[Opening Exercise data section]

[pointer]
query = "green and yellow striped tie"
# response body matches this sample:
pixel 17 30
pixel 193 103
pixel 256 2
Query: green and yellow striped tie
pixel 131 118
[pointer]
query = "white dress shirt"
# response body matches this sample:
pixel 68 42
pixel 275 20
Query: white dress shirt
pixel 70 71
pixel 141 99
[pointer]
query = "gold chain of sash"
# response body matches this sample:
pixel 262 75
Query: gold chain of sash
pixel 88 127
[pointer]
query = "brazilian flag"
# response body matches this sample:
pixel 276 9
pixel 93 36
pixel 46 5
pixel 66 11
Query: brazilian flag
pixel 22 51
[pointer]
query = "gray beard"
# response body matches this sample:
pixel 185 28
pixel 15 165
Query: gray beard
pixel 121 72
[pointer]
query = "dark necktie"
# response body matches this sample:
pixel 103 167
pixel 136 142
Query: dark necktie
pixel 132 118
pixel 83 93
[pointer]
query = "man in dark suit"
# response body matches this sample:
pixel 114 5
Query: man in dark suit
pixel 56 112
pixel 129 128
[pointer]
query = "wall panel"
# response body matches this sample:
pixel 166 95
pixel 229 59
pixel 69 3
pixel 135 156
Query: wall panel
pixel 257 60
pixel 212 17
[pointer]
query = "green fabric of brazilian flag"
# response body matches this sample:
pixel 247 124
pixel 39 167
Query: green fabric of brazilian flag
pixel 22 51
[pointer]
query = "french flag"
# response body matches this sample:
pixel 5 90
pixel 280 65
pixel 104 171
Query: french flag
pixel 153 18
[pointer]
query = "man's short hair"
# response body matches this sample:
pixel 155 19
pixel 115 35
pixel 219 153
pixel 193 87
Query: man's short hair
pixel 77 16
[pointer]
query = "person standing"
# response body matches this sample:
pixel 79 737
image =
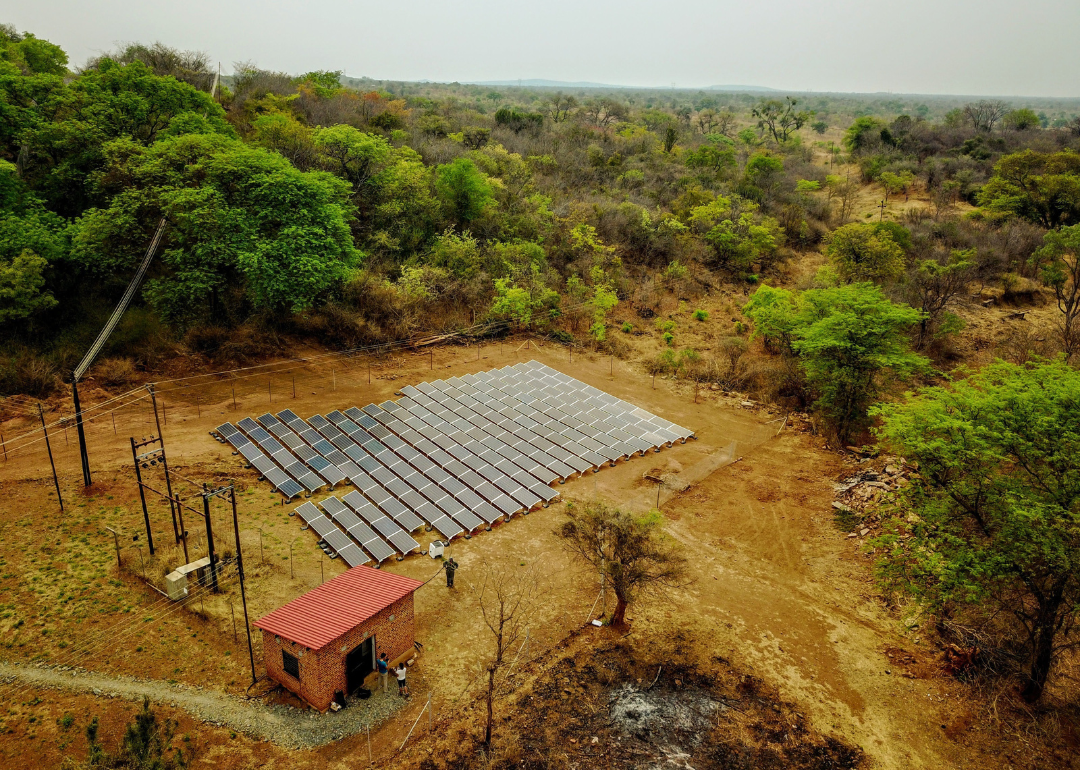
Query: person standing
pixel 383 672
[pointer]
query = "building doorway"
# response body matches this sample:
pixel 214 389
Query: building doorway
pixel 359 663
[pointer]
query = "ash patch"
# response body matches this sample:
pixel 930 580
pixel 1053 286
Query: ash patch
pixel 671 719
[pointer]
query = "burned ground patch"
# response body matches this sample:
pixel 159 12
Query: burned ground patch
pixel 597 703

[Closing Exercise data section]
[Opening Exercise data section]

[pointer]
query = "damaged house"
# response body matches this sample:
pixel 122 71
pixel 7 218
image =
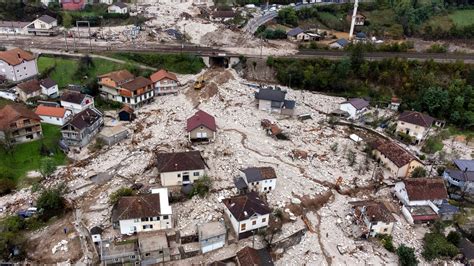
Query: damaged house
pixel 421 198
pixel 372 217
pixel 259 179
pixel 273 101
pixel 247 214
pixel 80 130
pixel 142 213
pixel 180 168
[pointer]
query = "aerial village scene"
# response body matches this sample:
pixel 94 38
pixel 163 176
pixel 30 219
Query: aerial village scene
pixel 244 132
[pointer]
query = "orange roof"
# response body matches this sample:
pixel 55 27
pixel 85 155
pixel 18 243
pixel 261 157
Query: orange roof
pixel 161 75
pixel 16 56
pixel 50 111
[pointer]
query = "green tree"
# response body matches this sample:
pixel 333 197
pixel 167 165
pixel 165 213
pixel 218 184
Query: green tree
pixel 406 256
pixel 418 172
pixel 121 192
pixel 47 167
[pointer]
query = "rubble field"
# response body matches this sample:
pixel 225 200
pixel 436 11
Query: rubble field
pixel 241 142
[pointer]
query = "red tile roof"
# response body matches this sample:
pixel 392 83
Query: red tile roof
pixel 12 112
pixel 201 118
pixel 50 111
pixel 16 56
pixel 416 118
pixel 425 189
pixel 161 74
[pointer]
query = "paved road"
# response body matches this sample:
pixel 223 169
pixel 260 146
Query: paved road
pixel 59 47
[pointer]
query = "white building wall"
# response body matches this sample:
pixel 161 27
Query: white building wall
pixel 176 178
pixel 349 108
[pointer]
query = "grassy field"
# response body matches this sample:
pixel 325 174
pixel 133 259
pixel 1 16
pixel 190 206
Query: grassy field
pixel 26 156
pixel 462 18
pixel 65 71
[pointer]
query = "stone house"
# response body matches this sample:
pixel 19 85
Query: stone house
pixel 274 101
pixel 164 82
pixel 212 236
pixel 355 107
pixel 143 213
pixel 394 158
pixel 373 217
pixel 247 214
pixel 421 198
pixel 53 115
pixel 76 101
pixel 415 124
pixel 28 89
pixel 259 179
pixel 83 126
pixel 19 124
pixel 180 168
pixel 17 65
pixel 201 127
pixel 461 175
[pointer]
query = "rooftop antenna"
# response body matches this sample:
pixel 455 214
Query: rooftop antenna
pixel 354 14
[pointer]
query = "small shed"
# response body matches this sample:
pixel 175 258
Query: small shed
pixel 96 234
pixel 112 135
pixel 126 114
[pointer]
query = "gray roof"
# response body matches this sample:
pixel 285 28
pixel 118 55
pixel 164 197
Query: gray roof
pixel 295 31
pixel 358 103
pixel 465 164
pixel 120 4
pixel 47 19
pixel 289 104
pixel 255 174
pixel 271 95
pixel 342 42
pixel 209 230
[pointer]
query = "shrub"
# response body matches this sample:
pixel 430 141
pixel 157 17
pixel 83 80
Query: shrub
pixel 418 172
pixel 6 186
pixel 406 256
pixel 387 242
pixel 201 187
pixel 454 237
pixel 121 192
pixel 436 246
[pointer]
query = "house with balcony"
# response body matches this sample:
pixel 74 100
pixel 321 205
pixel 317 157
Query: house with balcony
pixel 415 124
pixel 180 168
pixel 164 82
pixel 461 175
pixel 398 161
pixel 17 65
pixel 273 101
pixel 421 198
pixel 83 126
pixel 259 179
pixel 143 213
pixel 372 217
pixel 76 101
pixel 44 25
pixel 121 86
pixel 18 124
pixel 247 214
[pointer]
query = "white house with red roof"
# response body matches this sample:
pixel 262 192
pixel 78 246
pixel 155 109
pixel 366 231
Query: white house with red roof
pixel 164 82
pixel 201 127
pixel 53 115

[Closing Exercise data section]
[Opening Exercise data section]

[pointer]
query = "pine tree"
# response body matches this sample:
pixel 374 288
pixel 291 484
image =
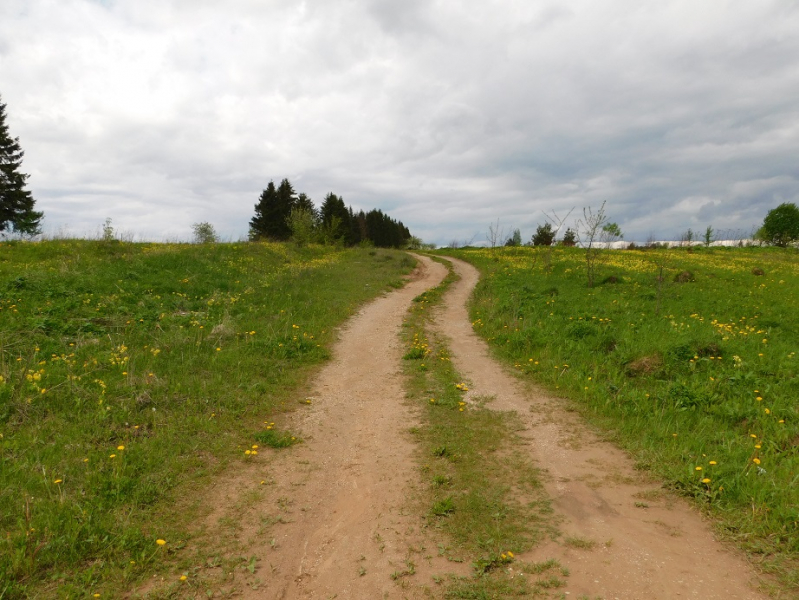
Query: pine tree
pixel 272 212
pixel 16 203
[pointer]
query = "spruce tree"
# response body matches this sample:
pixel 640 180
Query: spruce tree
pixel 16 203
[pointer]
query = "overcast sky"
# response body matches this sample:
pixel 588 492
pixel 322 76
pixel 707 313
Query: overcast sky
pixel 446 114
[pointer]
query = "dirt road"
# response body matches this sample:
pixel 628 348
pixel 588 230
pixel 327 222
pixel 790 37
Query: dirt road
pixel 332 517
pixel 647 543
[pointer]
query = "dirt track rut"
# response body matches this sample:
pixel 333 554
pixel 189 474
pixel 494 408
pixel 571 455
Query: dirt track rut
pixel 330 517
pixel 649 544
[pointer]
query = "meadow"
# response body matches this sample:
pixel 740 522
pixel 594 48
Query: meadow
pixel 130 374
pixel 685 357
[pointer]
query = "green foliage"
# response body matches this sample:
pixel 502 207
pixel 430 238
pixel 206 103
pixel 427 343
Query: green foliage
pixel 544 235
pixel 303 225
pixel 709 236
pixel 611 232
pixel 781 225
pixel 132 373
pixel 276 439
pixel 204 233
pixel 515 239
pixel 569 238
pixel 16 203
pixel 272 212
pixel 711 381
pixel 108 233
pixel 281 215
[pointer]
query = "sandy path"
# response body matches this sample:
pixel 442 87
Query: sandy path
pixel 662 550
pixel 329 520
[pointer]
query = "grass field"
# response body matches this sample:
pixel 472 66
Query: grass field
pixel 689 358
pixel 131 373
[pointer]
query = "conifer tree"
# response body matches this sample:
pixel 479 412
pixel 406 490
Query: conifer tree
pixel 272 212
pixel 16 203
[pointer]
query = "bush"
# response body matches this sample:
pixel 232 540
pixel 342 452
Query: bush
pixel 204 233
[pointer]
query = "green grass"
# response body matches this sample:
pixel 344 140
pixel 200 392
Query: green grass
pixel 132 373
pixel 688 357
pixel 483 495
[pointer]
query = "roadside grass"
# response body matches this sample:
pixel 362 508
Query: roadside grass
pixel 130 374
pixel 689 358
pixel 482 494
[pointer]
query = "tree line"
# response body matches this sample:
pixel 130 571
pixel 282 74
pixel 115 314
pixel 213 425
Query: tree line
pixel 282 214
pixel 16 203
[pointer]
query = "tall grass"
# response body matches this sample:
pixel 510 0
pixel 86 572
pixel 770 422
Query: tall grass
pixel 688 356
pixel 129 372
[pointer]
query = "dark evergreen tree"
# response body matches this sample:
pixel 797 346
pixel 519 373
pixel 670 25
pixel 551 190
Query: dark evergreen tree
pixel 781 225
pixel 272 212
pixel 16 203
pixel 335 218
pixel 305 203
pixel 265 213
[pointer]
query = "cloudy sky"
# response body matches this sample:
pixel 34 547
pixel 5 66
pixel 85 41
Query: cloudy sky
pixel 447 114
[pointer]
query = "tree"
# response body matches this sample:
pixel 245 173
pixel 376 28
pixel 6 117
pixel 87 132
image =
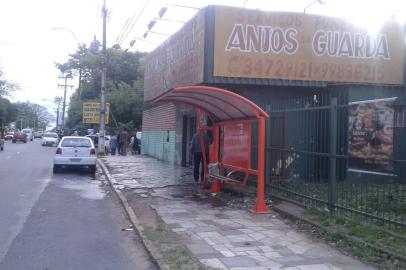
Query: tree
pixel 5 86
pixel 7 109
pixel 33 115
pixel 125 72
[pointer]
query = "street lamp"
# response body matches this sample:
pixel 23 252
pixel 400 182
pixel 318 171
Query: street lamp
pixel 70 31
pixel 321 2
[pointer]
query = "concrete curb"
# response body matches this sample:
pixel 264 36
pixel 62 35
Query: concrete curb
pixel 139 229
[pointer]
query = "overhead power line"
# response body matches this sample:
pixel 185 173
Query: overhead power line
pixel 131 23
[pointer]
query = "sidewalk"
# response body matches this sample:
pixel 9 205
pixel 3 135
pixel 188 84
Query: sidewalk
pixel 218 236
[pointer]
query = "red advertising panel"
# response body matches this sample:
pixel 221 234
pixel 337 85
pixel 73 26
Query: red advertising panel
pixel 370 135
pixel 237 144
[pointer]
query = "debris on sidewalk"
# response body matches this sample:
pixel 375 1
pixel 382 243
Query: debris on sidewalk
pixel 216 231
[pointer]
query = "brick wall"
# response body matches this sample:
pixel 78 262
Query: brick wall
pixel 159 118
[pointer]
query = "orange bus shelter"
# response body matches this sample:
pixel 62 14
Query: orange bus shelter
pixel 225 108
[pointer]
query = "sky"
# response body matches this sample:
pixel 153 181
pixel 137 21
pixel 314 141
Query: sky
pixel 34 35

[Closing Exercise data section]

Among the entries above, locate the lines containing "pixel 430 238" and "pixel 442 87", and transcribe exactly those two lines and all lines between.

▶ **Output**:
pixel 430 238
pixel 206 103
pixel 427 343
Query: green foliage
pixel 544 235
pixel 303 225
pixel 709 236
pixel 611 232
pixel 781 225
pixel 132 373
pixel 276 439
pixel 204 233
pixel 515 239
pixel 569 238
pixel 16 203
pixel 272 212
pixel 711 381
pixel 108 233
pixel 281 215
[pointer]
query = "sandy path"
# response body matches this sample:
pixel 442 87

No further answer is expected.